**WHAT THE TASK REQUIRES:**
Retype the records below exactly as given, but only from the first line through the line with "Target: yellow wall", and without the pictures.

** Opening SUPPLIED DATA block **

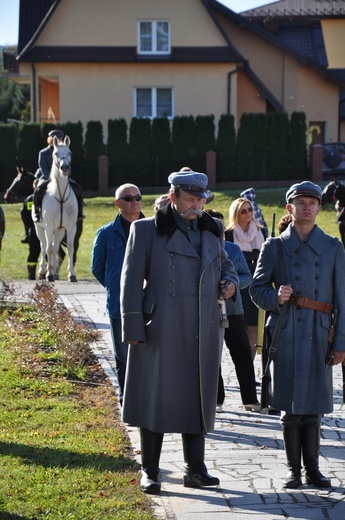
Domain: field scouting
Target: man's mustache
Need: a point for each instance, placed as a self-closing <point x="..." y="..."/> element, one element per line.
<point x="192" y="211"/>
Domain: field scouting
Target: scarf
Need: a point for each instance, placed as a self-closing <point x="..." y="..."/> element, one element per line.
<point x="248" y="240"/>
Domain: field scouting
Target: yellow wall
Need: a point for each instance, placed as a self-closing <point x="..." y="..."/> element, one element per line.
<point x="114" y="22"/>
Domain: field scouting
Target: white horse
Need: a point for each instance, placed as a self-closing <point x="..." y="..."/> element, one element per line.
<point x="59" y="213"/>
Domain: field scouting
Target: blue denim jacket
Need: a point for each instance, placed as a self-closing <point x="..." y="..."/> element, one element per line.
<point x="106" y="262"/>
<point x="236" y="256"/>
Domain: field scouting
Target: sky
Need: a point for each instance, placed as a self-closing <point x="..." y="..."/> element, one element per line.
<point x="9" y="16"/>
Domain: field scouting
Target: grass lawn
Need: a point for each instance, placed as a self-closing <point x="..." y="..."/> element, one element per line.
<point x="63" y="450"/>
<point x="101" y="210"/>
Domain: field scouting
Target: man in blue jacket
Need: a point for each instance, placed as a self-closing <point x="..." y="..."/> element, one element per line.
<point x="106" y="264"/>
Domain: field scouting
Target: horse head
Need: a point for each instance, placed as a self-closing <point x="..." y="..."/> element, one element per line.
<point x="21" y="187"/>
<point x="61" y="158"/>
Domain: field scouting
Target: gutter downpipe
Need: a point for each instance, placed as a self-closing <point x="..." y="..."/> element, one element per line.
<point x="228" y="111"/>
<point x="34" y="99"/>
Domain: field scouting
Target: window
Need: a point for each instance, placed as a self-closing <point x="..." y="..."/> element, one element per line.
<point x="154" y="37"/>
<point x="153" y="102"/>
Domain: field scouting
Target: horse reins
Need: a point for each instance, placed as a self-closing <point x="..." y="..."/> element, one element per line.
<point x="62" y="200"/>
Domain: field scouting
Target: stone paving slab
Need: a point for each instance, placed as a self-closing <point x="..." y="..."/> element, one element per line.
<point x="245" y="450"/>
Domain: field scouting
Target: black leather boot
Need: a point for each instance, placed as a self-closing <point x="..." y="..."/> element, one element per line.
<point x="151" y="446"/>
<point x="293" y="443"/>
<point x="311" y="429"/>
<point x="31" y="272"/>
<point x="195" y="470"/>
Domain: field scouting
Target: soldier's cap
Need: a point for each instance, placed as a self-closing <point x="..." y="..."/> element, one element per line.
<point x="194" y="183"/>
<point x="307" y="188"/>
<point x="58" y="133"/>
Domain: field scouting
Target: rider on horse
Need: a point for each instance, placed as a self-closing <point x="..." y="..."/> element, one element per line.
<point x="45" y="159"/>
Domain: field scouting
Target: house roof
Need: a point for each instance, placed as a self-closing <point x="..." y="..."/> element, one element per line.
<point x="297" y="8"/>
<point x="35" y="14"/>
<point x="295" y="51"/>
<point x="31" y="15"/>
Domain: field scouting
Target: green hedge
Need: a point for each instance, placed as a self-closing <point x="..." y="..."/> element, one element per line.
<point x="267" y="147"/>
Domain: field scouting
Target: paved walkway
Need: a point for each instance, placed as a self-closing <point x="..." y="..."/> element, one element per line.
<point x="245" y="450"/>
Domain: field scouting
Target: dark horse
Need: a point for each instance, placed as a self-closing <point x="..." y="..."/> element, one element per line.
<point x="335" y="192"/>
<point x="21" y="187"/>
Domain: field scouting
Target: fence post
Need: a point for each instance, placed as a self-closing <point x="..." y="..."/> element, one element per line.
<point x="316" y="159"/>
<point x="211" y="168"/>
<point x="103" y="175"/>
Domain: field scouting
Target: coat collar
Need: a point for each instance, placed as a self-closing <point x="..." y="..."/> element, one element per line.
<point x="166" y="225"/>
<point x="291" y="241"/>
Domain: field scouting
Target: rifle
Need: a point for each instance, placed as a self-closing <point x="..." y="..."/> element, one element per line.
<point x="331" y="333"/>
<point x="266" y="342"/>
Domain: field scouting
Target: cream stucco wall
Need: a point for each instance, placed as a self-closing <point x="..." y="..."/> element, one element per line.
<point x="334" y="37"/>
<point x="114" y="22"/>
<point x="106" y="91"/>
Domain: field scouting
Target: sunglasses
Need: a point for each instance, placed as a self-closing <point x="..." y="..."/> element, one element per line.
<point x="244" y="211"/>
<point x="130" y="198"/>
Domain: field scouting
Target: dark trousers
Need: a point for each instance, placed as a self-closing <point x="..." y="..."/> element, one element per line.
<point x="236" y="339"/>
<point x="120" y="352"/>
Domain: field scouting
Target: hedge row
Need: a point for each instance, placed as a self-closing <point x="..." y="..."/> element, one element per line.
<point x="267" y="146"/>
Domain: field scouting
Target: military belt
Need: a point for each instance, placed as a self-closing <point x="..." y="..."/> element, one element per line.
<point x="308" y="303"/>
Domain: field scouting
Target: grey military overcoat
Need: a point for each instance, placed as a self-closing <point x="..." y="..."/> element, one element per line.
<point x="302" y="381"/>
<point x="169" y="303"/>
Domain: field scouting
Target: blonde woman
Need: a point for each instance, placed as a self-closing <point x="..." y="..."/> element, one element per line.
<point x="246" y="232"/>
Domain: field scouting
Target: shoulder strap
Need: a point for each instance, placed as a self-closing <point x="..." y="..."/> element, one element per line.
<point x="273" y="346"/>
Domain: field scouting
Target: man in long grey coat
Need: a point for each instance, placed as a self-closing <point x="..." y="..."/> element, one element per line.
<point x="174" y="266"/>
<point x="306" y="268"/>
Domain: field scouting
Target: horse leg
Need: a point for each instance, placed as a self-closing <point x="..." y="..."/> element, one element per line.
<point x="71" y="232"/>
<point x="53" y="242"/>
<point x="42" y="269"/>
<point x="342" y="232"/>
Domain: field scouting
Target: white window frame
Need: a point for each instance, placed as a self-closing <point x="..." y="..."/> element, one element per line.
<point x="153" y="101"/>
<point x="153" y="37"/>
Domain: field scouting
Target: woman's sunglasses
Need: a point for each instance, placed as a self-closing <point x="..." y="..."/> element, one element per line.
<point x="130" y="198"/>
<point x="244" y="211"/>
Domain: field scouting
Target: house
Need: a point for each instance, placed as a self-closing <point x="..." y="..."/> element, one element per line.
<point x="89" y="60"/>
<point x="315" y="30"/>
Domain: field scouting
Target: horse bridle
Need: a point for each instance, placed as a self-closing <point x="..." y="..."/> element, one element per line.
<point x="62" y="195"/>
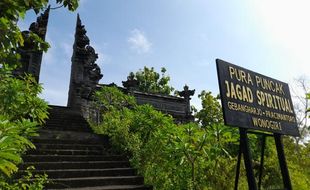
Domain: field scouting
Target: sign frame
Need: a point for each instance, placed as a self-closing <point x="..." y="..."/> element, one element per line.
<point x="254" y="101"/>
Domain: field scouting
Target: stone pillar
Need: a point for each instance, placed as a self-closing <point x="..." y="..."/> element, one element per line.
<point x="85" y="73"/>
<point x="186" y="93"/>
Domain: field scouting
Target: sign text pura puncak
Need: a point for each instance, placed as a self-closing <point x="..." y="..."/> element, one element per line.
<point x="254" y="101"/>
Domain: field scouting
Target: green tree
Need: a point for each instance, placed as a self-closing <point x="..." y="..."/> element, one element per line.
<point x="151" y="81"/>
<point x="21" y="110"/>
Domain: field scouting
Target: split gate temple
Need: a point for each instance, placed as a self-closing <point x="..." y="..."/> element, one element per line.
<point x="85" y="76"/>
<point x="66" y="149"/>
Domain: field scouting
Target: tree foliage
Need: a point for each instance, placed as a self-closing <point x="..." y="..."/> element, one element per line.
<point x="151" y="81"/>
<point x="21" y="110"/>
<point x="195" y="155"/>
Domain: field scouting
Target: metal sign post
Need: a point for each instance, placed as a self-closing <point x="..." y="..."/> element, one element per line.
<point x="252" y="101"/>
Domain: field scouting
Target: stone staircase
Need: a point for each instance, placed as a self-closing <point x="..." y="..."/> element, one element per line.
<point x="75" y="158"/>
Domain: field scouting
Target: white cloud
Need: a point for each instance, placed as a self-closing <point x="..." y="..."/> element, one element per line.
<point x="285" y="24"/>
<point x="139" y="42"/>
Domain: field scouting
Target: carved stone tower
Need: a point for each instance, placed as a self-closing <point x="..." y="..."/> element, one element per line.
<point x="85" y="73"/>
<point x="31" y="59"/>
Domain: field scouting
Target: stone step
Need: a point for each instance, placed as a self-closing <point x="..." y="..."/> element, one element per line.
<point x="65" y="152"/>
<point x="113" y="187"/>
<point x="89" y="142"/>
<point x="95" y="181"/>
<point x="68" y="128"/>
<point x="60" y="158"/>
<point x="78" y="173"/>
<point x="69" y="146"/>
<point x="71" y="135"/>
<point x="76" y="165"/>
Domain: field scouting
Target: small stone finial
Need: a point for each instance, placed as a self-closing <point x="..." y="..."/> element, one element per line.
<point x="130" y="83"/>
<point x="186" y="93"/>
<point x="40" y="26"/>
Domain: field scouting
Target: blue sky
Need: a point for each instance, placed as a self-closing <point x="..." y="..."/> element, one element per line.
<point x="267" y="36"/>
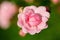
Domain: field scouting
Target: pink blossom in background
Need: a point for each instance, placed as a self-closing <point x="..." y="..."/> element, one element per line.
<point x="32" y="20"/>
<point x="55" y="1"/>
<point x="8" y="10"/>
<point x="29" y="1"/>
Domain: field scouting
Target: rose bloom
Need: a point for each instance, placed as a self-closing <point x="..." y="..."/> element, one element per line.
<point x="55" y="1"/>
<point x="32" y="20"/>
<point x="7" y="11"/>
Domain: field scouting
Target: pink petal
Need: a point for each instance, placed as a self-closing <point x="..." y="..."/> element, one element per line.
<point x="42" y="26"/>
<point x="29" y="7"/>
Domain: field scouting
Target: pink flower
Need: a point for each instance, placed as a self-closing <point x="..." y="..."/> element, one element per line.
<point x="7" y="11"/>
<point x="32" y="20"/>
<point x="55" y="1"/>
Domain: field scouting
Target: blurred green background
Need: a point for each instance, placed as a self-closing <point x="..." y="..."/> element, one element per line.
<point x="51" y="33"/>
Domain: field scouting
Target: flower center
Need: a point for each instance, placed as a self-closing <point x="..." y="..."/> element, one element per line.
<point x="35" y="19"/>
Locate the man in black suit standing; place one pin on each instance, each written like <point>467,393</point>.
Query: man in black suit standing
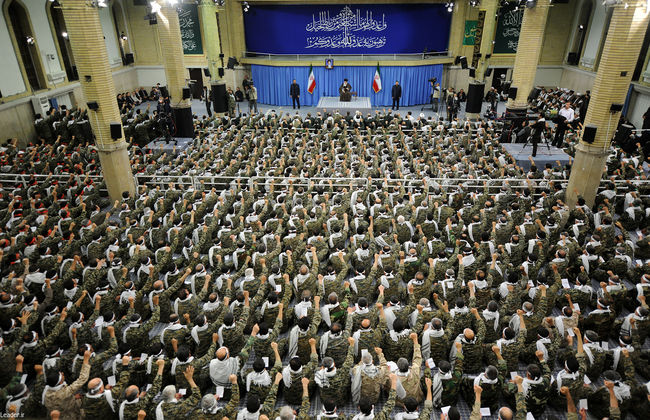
<point>396,93</point>
<point>294,92</point>
<point>206,98</point>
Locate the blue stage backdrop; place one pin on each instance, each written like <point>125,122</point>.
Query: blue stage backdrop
<point>352,29</point>
<point>273,83</point>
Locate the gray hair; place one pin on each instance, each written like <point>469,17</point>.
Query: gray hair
<point>169,393</point>
<point>208,402</point>
<point>286,413</point>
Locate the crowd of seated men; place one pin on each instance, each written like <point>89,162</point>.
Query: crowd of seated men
<point>384,267</point>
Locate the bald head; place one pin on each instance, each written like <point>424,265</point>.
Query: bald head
<point>95,386</point>
<point>131,393</point>
<point>222,353</point>
<point>505,413</point>
<point>468,333</point>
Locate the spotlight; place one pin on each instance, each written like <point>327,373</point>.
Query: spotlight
<point>155,7</point>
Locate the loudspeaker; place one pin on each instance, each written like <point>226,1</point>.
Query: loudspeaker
<point>474,98</point>
<point>533,94</point>
<point>589,133</point>
<point>219,97</point>
<point>623,134</point>
<point>572,58</point>
<point>116,130</point>
<point>232,62</point>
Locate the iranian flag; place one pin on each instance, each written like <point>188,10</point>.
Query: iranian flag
<point>376,82</point>
<point>311,83</point>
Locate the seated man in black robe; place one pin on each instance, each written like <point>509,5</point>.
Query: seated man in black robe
<point>344,91</point>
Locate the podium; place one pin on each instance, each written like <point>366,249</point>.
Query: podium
<point>346,96</point>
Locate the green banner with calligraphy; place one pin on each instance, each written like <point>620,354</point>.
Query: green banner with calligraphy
<point>470,32</point>
<point>508,29</point>
<point>188,18</point>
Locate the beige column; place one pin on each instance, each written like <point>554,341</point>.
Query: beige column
<point>487,45</point>
<point>89,51</point>
<point>529,49</point>
<point>618,60</point>
<point>235,24</point>
<point>208,12</point>
<point>171,45</point>
<point>457,31</point>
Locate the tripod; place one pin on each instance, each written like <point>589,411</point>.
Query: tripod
<point>542,137</point>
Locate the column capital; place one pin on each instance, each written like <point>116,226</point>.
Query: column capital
<point>595,151</point>
<point>111,147</point>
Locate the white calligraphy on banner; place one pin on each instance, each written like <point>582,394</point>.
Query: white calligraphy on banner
<point>186,23</point>
<point>346,22</point>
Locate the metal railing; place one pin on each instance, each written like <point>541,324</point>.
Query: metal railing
<point>413,185</point>
<point>355,57</point>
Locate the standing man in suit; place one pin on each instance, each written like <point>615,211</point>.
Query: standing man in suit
<point>206,98</point>
<point>294,92</point>
<point>396,93</point>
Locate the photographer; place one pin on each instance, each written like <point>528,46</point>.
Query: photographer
<point>435,94</point>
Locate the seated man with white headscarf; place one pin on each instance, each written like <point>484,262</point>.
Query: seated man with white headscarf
<point>170,407</point>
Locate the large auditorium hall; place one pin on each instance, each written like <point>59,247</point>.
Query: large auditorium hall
<point>297,210</point>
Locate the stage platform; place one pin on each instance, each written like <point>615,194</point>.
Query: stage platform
<point>544,154</point>
<point>332,103</point>
<point>181,144</point>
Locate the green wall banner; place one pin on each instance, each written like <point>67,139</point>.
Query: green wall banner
<point>188,18</point>
<point>470,32</point>
<point>508,28</point>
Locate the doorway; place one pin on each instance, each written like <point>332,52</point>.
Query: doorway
<point>498,78</point>
<point>196,83</point>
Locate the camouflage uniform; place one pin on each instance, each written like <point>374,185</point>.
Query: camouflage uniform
<point>179,409</point>
<point>98,407</point>
<point>337,389</point>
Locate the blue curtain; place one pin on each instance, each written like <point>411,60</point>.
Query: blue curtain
<point>273,83</point>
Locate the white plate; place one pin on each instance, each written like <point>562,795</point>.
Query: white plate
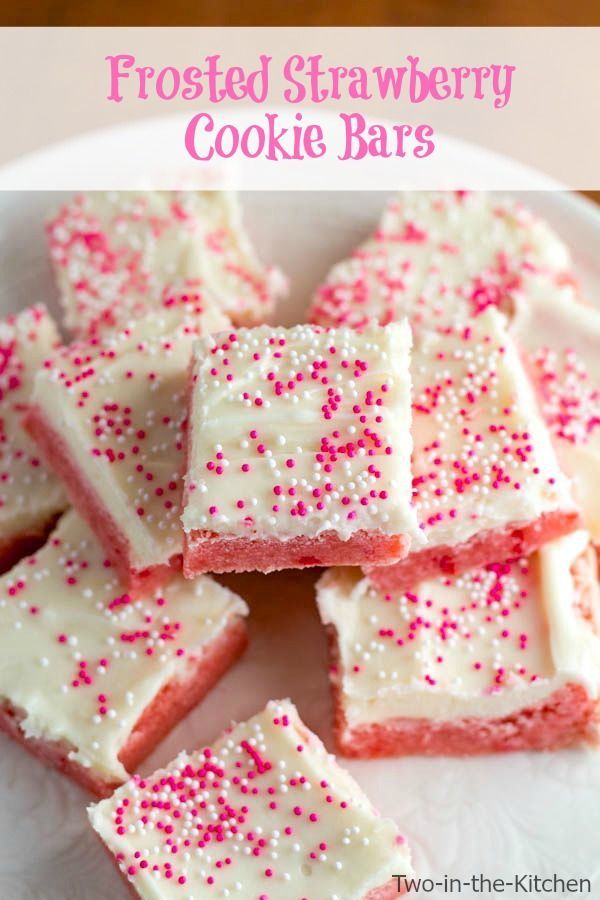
<point>499,815</point>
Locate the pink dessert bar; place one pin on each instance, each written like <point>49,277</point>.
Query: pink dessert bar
<point>560,342</point>
<point>438,255</point>
<point>115,253</point>
<point>486,481</point>
<point>108,413</point>
<point>505,657</point>
<point>264,813</point>
<point>91,681</point>
<point>298,449</point>
<point>31,497</point>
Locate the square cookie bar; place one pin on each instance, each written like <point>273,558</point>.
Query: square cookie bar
<point>109,414</point>
<point>438,256</point>
<point>486,481</point>
<point>265,813</point>
<point>560,343</point>
<point>505,657</point>
<point>115,253</point>
<point>90,680</point>
<point>299,449</point>
<point>30,495</point>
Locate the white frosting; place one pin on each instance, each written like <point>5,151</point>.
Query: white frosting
<point>293,823</point>
<point>115,253</point>
<point>80,659</point>
<point>482,456</point>
<point>486,643</point>
<point>436,256</point>
<point>29,494</point>
<point>118,400</point>
<point>300,431</point>
<point>561,344</point>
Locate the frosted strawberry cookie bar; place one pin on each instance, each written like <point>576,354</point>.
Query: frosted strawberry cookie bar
<point>299,449</point>
<point>108,413</point>
<point>115,253</point>
<point>438,255</point>
<point>504,657</point>
<point>90,680</point>
<point>30,495</point>
<point>264,813</point>
<point>486,481</point>
<point>560,343</point>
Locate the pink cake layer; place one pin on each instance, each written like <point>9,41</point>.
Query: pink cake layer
<point>88,502</point>
<point>387,891</point>
<point>513,541</point>
<point>170,705</point>
<point>568,716</point>
<point>208,552</point>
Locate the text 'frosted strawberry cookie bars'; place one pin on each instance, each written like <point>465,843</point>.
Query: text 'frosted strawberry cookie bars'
<point>560,343</point>
<point>299,449</point>
<point>486,481</point>
<point>265,814</point>
<point>91,680</point>
<point>108,414</point>
<point>115,253</point>
<point>505,657</point>
<point>436,256</point>
<point>30,495</point>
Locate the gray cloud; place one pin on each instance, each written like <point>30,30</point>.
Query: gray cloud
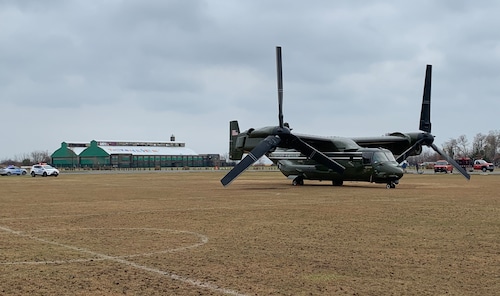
<point>155,68</point>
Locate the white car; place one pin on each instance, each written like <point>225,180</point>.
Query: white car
<point>44,170</point>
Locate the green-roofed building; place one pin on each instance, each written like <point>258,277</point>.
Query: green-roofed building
<point>64,157</point>
<point>94,156</point>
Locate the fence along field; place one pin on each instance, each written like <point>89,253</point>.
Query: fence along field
<point>184,234</point>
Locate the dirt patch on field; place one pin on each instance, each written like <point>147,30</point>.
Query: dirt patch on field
<point>184,234</point>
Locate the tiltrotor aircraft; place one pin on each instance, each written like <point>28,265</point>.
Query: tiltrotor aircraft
<point>409,144</point>
<point>301,157</point>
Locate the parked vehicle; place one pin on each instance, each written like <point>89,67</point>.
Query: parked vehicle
<point>13,170</point>
<point>44,170</point>
<point>443,166</point>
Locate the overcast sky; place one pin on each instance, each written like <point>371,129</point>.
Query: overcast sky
<point>144,70</point>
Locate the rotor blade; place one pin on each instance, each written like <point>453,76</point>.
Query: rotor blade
<point>452,162</point>
<point>280,85</point>
<point>262,148</point>
<point>408,151</point>
<point>425,113</point>
<point>314,154</point>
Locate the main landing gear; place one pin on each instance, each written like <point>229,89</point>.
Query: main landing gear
<point>298,181</point>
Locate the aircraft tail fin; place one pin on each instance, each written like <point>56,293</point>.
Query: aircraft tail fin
<point>425,113</point>
<point>234,131</point>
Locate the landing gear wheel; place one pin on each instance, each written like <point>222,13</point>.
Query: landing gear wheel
<point>337,182</point>
<point>298,181</point>
<point>390,185</point>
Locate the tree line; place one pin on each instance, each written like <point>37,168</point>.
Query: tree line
<point>484,146</point>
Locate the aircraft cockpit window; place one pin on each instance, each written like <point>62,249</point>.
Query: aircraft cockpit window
<point>383,156</point>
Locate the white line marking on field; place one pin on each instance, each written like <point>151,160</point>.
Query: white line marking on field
<point>193,282</point>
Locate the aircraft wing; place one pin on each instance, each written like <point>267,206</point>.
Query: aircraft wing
<point>329,144</point>
<point>397,144</point>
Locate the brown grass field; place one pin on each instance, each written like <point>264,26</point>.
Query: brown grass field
<point>163,233</point>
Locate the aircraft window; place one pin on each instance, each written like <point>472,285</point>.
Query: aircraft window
<point>367,157</point>
<point>383,156</point>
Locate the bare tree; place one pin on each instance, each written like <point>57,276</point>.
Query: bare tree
<point>492,143</point>
<point>451,147</point>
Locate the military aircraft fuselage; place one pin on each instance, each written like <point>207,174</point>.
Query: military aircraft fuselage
<point>360,163</point>
<point>375,165</point>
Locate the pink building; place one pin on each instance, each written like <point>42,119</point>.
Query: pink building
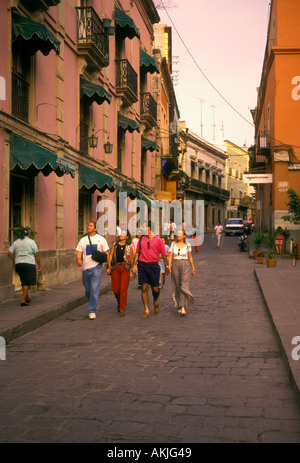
<point>72,73</point>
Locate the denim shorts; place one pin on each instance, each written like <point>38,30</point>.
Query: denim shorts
<point>148,274</point>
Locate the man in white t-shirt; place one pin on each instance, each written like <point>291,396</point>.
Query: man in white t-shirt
<point>218,232</point>
<point>91,270</point>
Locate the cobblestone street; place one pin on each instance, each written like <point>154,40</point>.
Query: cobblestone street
<point>216,375</point>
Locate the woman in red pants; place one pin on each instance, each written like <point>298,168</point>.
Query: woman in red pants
<point>120,265</point>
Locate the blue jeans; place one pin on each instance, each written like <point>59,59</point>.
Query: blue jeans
<point>91,279</point>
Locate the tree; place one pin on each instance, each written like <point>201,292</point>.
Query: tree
<point>294,208</point>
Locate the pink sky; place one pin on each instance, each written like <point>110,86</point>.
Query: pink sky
<point>227,40</point>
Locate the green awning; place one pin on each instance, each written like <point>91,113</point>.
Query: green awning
<point>127,124</point>
<point>148,63</point>
<point>93,180</point>
<point>93,92</point>
<point>30,36</point>
<point>149,144</point>
<point>125,24</point>
<point>26,156</point>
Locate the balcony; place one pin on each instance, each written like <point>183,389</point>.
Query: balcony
<point>92,41</point>
<point>148,110</point>
<point>20,98</point>
<point>126,82</point>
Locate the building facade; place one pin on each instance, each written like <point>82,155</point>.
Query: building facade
<point>237,163</point>
<point>76,121</point>
<point>275,158</point>
<point>203,169</point>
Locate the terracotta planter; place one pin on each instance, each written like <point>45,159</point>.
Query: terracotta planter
<point>271,262</point>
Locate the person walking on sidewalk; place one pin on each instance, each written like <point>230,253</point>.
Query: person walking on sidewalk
<point>149,249</point>
<point>91,270</point>
<point>218,230</point>
<point>120,265</point>
<point>24,254</point>
<point>181,265</point>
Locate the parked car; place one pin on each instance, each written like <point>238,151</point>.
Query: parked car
<point>234,226</point>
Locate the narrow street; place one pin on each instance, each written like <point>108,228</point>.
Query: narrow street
<point>214,376</point>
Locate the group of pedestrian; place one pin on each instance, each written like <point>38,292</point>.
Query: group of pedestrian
<point>148,256</point>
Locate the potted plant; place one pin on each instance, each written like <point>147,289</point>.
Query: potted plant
<point>294,212</point>
<point>258,238</point>
<point>260,257</point>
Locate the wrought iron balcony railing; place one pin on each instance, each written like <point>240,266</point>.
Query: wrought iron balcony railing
<point>92,41</point>
<point>20,98</point>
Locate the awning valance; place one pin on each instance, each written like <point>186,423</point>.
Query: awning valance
<point>93,180</point>
<point>149,144</point>
<point>148,63</point>
<point>125,24</point>
<point>93,92</point>
<point>127,124</point>
<point>31,36</point>
<point>26,156</point>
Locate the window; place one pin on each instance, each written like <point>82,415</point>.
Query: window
<point>143,165</point>
<point>84,126</point>
<point>84,212</point>
<point>121,149</point>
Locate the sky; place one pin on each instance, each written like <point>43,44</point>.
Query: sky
<point>225,40</point>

** Closing SUPPLIED DATA block **

**EXERCISE RESULT:**
Domain: field scouting
Target: man's mustache
Need: a point for each instance, placed as a self-closing <point x="..." y="..."/> element, one element per line.
<point x="192" y="211"/>
Domain: field scouting
Target: scarf
Need: a point for each instance, placed as a self-closing <point x="..." y="..."/> element, one element per line.
<point x="248" y="240"/>
Domain: field scouting
Target: yellow wall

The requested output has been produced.